### [Problem statement]
Please reproduce every record, keeping each one exactly as written.

:: Data provided

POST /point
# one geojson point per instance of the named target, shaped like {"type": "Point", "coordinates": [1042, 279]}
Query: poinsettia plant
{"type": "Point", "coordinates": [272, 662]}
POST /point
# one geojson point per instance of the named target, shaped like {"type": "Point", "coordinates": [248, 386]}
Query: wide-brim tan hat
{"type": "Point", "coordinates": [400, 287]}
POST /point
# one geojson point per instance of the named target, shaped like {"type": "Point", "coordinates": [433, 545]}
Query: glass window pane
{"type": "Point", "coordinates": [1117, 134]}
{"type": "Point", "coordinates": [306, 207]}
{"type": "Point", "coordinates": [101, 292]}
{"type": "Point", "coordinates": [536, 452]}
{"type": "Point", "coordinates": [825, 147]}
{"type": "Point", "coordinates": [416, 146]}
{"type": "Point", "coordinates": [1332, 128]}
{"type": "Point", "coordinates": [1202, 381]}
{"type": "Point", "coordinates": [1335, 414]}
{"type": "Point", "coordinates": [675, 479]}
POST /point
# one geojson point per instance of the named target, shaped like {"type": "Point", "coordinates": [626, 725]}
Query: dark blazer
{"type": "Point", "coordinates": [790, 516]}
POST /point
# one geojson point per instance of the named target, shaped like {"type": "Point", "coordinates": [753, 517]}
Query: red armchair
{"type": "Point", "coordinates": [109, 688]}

::::

### [Completed exercise]
POST /point
# one geojson point per instance of the named target, shaped like {"type": "Point", "coordinates": [1042, 279]}
Query: poinsettia plant
{"type": "Point", "coordinates": [272, 662]}
POST /point
# one geojson point per instance of the named target, shaped like {"type": "Point", "coordinates": [248, 386]}
Query: wide-brim tan hat
{"type": "Point", "coordinates": [400, 287]}
POST /point
# one geojson point per instance of the named target, shaped like {"type": "Point", "coordinates": [433, 545]}
Query: glass window pane
{"type": "Point", "coordinates": [1117, 134]}
{"type": "Point", "coordinates": [306, 207]}
{"type": "Point", "coordinates": [101, 292]}
{"type": "Point", "coordinates": [536, 452]}
{"type": "Point", "coordinates": [825, 147]}
{"type": "Point", "coordinates": [416, 146]}
{"type": "Point", "coordinates": [1332, 128]}
{"type": "Point", "coordinates": [1202, 381]}
{"type": "Point", "coordinates": [1335, 414]}
{"type": "Point", "coordinates": [675, 479]}
POST /point
# one geojson point per instance of the named target, shaped like {"type": "Point", "coordinates": [626, 725]}
Query: dark blazer
{"type": "Point", "coordinates": [790, 516]}
POST /point
# one geojson point per instance of the named target, shaped like {"type": "Point", "coordinates": [753, 517]}
Query: red armchair
{"type": "Point", "coordinates": [109, 688]}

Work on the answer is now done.